#### Extrait du texte ####

Une idéologie se combat avec intelligence et non avec les nerfs, a dit l’autre.
Du fait du caractère hypersensible de cette rocambolesque affaire Nanfo, je me suis abstenu de l’aborder. Mais après moult réflexion, je me suis finalement dit de briser le silence pour exprimer mon point de vue sur cet épineux dossier.
Nombre d’observateurs aguerris pensent que les autorités religieuses auraient mieux fait de raisonner Nanfo à travers des débats antinomiques, plutôt que de mettre la machine judiciaire en branle contre un homme qui croit dur comme du fer qu’on peut prier dans n’importe quelle langue.
Loin de moi l’idée d’inciter à la prière en langue Malinké, mais le dossier Nanfo a été très mal géré. On ne règle pas un problème idéologique avec des nerfs, car comme disait Elsa Wolinski : « On peut tuer des hommes, pas des idées »
En envoyant Nanfo en prison, certains ont pensé qu’une fois sorti du cachot, il n’aurait plus prié en Malinké. C’était mal évalué la résolution de l’homme. Nanfo ne désarme pas. Plutôt que de le dissuader, son séjour carcéral l’a gaillardement consolidé dans sa conviction et agrandi son cercle d’adeptes.
En effet, ayant juré sur tous les dieux de ne se plier à la volonté des autorités islamiques que lorsque celles-ci lui auraient montré dans le Coran des passages interdisant les prières dans une langue autre que l’Arabe, Nanfo aurait enseigné des prisonniers lors de son séjour carcéral qui auraient même embrassé son chemin.
Citation : « j’ai enseigné le N’ko à 43 codétenus et je priais en Maninkakan avec 28 d’entre eux »
L’imam Nanfo Diaby devient de plus en plus célèbre. Avant d’ébruiter l’affaire, peu de personnes avaient entendu son nom. Mais aujourd’hui, son nom a dépassé les frontières guinéennes. C’est le monde qui parle de lui.

#### Données répertoriées ####

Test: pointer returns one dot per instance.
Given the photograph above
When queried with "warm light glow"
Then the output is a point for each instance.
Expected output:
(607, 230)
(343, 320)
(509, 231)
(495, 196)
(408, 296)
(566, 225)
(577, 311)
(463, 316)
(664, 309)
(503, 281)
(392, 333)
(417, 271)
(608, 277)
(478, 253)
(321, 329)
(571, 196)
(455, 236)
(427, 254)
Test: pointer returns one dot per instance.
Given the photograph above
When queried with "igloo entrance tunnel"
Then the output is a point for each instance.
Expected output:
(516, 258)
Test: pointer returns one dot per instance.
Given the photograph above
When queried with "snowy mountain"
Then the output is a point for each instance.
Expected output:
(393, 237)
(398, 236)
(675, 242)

####

→ À faire:
1. Relève tous les noms de langue ou d'écriture cités dans le texte sur l'affaire Nanfo.
2. Dans le texte sur l'affaire Nanfo, recopie le passage commençant par « En envoyant Nanfo » et allant jusqu'à « embrassé son chemin. », en remplaçant « séjour carcéral » par « passage en prison ».
3. Rédige la suite du texte sur l'affaire Nanfo à partir de l'endroit où il s'arrête.
Les données forment un matériau à part, distinct du texte sur l'affaire Nanfo.

→ Réponses par tâche:
1. Malinké, Arabe, N'ko, Maninkakan

2.
En envoyant Nanfo en prison, certains ont pensé qu’une fois sorti du cachot, il n’aurait plus prié en Malinké. C’était mal évalué la résolution de l’homme. Nanfo ne désarme pas. Plutôt que de le dissuader, son passage en prison l’a gaillardement consolidé dans sa conviction et agrandi son cercle d’adeptes.
En effet, ayant juré sur tous les dieux de ne se plier à la volonté des autorités islamiques que lorsque celles-ci lui auraient montré dans le Coran des passages interdisant les prières dans une langue autre que l’Arabe, Nanfo aurait enseigné des prisonniers lors de son passage en prison qui auraient même embrassé son chemin.

3.
Pourtant, les autorités auraient pu éviter cela en ne lui donnant pas trop d’importance ou en le raisonnant autrement.
Pour rappel, le monde a découvert le guide de la confrérie Djèdèkolobaaya en 2019, plus précisément au mois de Ramadan, lorsqu’il a été filmé en train de diriger une prière en Malinké. Une vidéo qui a remué la toile.
De fortes polémiques après, l’imam Nanfo a été interdit de diriger des prières. Mis en garde à vue puis, libéré, il a continué à diriger les prières en Malinké, et ce, malgré la désapprobation de la ligue islamique.
Ne voulant point se plier à la décision de la ligue islamique, il a été arrêté, le 11 Juillet 2021, à son domicile pour récidive et condamné en première instance à un an de prison. Le prédicateur de l’écriture N’ko recouvre sa liberté, le 12 octobre 2021, après avoir passé plus de quatre mois de détention.
Il est plus que nécessaire aujourd’hui d’ouvrir le débat avec Nanfo avant que son idéologie ne se propage. Ce n’est ni la prison ni les menaces qui feront plier l’homme, car quand une personne croit en quelque chose, pour la faire changer d’avis, il faut opposer à ces idées d’autres idées plus convaincantes.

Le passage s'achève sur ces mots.